#### [TEXTO PROPUESTO]
§

27 de julio de 2013

Escuela de bambú. En la selva del Noroeste de Tailandia


 Este domingo viví una aventura en el mejor sentido de la palabra; mezcla de excitación, anticipación, miedo, coraje y abandono. Si hubiera bebido diría que fue una alucinación, pero como he sido en todo momento consciente de lo que hacía tendré que decir que fue uno de esos momentos inspirados de la vida en que me dejé llevar. Me apunté junto con un grupo de voluntarios españoles a una excursión que incluía paseo en barca por el río,  recorrido a lomos de elefante y bajada de un río con rápidos en una balsa de bambú. 

En una canoa larga de las llamadas de  gran timón largo porque la hélice  está situado al extremo de un prolongado eje que sirve de timón, nos fuimos acomodando de forma enfrentada los ocho componentes de la expedición. En esta época del año, la lluvia es caprichosa y se presenta sin previo aviso. El pequeño toldo previsto para protegernos del sol desde luego no sirvió para protegernos de esa llovizna racheada que nos estaba empapando, pero eso formaba parte también de la excursión.  Al cabo de unos minutos llegamos al templo sumergido así llamado porque un poco más adelante en la estación de lluvias, el lago lo anegará dejando a la vista  una pequeña parte de su campanario y la parte alta de sus desconchadas paredes. Una corta parada para visitar el templo y regresamos hacia el Cheddi del templo Wang Wiwekaram de origen Mon y estilo hindú. 
Allí nos esperaban ya lo que acabamos llamando el taxi tartana que nos adentraría en el corazón de la selva. Nunca hubiera dado gran cosa por ese medio de transporte, aunque sentarse en la caja de una camioneta con toldo tiene la ventaja de una buena ventilación, pero cuando lo ví adentrarse por caminos  embarrados y enfrentarse a hoyas y charcos  que   cubrían gran parte de las ruedas, tuve que admitir que cualquier otro vehículo, probablemente se hubiera rendido antes de llegar a destino. Aún no había visto actuar a los elefantes, si no hubiera dicho que se hundían en el fango con la misma parsimoniosa tranquilidad y en un renovado milagro, emergía cada vez victorioso y con un suspiro de ánimo por nuestra parte.

§

#### [DATOS]
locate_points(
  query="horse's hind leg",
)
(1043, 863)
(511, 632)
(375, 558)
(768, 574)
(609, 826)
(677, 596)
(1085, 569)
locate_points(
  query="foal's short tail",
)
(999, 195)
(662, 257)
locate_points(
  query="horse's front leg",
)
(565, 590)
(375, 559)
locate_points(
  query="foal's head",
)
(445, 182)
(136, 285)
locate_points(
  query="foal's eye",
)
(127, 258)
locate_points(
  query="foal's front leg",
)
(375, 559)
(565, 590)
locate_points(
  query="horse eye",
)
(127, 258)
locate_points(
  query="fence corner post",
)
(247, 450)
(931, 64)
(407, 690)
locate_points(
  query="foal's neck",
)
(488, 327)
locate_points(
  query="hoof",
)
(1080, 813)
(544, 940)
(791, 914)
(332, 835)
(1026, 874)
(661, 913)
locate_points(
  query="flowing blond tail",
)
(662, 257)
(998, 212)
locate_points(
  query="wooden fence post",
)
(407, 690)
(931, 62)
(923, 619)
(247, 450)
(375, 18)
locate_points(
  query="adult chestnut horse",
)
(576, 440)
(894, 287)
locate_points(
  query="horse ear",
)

§

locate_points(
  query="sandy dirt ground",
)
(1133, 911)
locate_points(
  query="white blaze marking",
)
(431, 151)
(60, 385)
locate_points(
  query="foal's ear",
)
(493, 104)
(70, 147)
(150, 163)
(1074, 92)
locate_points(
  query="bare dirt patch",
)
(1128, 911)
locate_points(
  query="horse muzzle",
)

§

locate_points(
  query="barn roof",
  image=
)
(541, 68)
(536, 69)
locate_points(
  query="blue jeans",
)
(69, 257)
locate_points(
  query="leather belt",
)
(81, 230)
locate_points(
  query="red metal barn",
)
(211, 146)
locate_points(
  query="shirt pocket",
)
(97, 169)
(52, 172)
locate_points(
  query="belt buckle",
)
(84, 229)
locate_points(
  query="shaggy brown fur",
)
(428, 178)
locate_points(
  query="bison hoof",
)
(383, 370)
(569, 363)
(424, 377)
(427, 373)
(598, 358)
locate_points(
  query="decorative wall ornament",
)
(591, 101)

§

#### [INSTRUCCIONES DE TRABAJO]
1. ¿Qué actividades incluía la excursión según el texto sobre la selva del noroeste de Tailandia?
2. Escribe cómo sigue el texto sobre la selva del noroeste de Tailandia a partir de su última oración.

#### [RESPUESTAS POR TAREA]
1. Un paseo en barca por el río, un recorrido a lomos de elefante y la bajada de un río con rápidos en una balsa de bambú.

2.
De lejos, los paquidermos nos parecieron pequeños, pues su fama los precede, pero lo cierto es que cuando los tienes cerca y haces las primeras tentativas de confraternización ofreciéndoles trozos de caña de azúcar, ya parecen enormes y si lo que te domina en ese momento es la aprensión de cómo encaramarse a esas moles, entonces ya se convierten en auténticamente gigantescos. Pero los elefantes están bien educados, se arrodillaron para hacerse más bajitos y los “mahouts” o conductores de elefantes, más serviciales aún, rodilla en tierra nos ofrecieron su pierna doblada como primer peldaño de la escalada.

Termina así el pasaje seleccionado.